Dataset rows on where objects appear
========================

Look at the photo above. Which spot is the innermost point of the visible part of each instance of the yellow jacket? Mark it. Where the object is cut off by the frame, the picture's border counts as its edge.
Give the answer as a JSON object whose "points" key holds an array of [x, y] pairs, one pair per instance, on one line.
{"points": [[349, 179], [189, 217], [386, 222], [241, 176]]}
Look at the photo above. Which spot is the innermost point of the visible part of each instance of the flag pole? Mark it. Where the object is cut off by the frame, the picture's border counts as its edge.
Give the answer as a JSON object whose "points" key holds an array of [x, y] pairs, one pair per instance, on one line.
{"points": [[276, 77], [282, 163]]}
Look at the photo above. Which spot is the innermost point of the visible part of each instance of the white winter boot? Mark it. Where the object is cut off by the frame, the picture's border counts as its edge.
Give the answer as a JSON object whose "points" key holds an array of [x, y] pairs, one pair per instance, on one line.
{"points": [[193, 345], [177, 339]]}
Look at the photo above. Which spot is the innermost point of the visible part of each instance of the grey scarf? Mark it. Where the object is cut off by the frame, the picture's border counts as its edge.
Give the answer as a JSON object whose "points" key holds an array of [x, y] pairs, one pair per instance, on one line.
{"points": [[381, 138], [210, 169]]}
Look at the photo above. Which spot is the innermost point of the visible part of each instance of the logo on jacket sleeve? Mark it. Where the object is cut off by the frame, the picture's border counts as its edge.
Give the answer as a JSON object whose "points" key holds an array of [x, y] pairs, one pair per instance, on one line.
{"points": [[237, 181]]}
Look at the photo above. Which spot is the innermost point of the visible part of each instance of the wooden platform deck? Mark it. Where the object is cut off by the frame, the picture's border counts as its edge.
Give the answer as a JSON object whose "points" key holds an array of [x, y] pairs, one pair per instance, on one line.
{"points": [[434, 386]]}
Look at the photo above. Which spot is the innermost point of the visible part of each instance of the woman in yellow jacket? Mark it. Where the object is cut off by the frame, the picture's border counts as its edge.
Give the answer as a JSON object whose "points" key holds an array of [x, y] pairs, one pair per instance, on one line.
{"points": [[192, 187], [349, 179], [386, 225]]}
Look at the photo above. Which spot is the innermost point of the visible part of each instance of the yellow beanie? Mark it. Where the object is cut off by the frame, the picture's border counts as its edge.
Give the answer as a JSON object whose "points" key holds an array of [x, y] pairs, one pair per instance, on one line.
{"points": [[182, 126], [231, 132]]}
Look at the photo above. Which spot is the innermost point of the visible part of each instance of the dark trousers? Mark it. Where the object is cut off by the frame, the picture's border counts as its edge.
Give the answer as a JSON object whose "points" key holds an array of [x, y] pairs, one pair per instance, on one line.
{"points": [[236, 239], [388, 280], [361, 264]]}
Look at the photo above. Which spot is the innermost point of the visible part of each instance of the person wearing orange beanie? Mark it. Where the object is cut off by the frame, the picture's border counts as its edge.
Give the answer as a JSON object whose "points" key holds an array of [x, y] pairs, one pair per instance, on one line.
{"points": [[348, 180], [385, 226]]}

========================

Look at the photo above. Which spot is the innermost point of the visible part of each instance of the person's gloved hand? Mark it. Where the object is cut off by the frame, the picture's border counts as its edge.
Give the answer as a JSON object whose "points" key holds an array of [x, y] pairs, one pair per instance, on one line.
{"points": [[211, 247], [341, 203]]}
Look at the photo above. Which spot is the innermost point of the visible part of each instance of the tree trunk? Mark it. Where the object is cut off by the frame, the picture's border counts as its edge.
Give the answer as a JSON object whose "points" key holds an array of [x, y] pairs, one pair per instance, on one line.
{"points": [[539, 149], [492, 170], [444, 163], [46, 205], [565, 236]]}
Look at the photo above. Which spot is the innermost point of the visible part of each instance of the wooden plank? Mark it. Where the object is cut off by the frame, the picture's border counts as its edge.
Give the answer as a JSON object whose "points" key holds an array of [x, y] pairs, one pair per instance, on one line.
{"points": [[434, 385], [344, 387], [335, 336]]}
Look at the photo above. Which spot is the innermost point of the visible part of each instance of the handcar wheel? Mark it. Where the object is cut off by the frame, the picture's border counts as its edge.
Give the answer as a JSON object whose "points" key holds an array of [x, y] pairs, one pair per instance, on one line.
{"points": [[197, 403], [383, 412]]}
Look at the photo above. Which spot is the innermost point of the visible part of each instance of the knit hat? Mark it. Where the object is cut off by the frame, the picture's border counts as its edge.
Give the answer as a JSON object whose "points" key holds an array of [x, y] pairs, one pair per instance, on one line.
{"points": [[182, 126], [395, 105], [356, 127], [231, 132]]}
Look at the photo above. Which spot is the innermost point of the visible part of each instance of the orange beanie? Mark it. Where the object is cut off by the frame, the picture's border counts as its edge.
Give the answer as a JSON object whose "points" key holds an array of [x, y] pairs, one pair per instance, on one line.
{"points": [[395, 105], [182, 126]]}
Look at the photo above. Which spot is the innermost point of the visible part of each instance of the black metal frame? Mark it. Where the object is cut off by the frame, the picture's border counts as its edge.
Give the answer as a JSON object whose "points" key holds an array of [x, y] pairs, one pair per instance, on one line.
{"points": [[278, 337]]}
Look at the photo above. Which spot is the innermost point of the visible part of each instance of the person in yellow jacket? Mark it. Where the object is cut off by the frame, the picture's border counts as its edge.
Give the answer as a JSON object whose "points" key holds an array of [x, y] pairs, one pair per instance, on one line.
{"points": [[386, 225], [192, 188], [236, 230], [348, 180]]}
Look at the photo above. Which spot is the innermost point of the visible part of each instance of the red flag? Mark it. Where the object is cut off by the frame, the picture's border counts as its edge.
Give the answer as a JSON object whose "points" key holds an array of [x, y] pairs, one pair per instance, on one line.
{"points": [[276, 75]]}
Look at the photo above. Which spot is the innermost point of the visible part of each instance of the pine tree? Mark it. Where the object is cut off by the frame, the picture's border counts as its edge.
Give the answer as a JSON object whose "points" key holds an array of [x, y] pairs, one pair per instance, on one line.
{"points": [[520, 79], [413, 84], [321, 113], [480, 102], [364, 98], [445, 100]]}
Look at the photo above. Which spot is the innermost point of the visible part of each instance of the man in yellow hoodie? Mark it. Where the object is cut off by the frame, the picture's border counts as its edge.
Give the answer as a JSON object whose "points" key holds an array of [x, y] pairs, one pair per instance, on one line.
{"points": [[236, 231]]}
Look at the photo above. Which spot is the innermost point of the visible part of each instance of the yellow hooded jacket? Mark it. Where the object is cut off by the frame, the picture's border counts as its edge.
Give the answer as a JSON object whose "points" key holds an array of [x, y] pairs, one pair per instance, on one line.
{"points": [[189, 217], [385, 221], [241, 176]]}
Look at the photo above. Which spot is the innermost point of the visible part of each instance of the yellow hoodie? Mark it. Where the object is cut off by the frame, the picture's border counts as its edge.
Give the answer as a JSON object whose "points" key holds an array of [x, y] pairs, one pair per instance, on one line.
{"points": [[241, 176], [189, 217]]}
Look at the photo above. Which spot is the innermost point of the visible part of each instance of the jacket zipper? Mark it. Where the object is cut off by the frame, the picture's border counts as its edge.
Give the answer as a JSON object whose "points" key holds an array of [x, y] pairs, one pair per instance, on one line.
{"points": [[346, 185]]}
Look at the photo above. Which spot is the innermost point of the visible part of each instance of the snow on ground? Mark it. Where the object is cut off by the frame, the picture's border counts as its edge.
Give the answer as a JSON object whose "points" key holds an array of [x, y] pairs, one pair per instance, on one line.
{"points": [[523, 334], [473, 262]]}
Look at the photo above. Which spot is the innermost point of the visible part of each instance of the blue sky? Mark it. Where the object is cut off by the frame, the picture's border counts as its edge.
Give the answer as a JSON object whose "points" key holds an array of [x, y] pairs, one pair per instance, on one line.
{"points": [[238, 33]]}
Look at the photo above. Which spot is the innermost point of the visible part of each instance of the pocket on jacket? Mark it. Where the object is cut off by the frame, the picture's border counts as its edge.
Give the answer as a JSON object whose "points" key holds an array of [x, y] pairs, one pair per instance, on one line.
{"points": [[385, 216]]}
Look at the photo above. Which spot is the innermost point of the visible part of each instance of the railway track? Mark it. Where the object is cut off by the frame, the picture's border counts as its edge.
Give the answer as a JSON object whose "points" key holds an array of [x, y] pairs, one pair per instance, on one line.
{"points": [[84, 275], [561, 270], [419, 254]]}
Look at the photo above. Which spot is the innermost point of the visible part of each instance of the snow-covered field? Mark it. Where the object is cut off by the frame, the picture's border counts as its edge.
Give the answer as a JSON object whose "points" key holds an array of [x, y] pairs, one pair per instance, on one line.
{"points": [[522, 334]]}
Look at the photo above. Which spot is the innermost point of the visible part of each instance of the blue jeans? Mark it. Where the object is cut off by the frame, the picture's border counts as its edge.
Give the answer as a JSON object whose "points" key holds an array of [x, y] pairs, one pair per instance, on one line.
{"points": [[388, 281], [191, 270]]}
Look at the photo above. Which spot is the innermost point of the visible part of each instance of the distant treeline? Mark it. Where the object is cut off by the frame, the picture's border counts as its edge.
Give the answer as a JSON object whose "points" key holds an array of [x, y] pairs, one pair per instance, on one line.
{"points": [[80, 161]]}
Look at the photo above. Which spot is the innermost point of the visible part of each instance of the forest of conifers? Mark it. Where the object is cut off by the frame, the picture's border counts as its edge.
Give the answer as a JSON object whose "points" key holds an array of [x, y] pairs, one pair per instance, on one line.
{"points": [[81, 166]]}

========================

YOUR INSTRUCTIONS:
Find every line in the rows above that contains the string "hoodie", and copy each one out in full.

OUTPUT OF THE EXERCISE:
Look at the photo above. Which spot is the innermost point of the visible part of each instance of the man in yellow hoodie? Mark it. Where the object is cut off by the frame, the picture's border counts as its edge.
Look at the photo above. Which spot is the innermost point of the visible part of each instance of the yellow hoodie? Mark it. Where the object is cut off by the frame, the picture's border counts as its edge.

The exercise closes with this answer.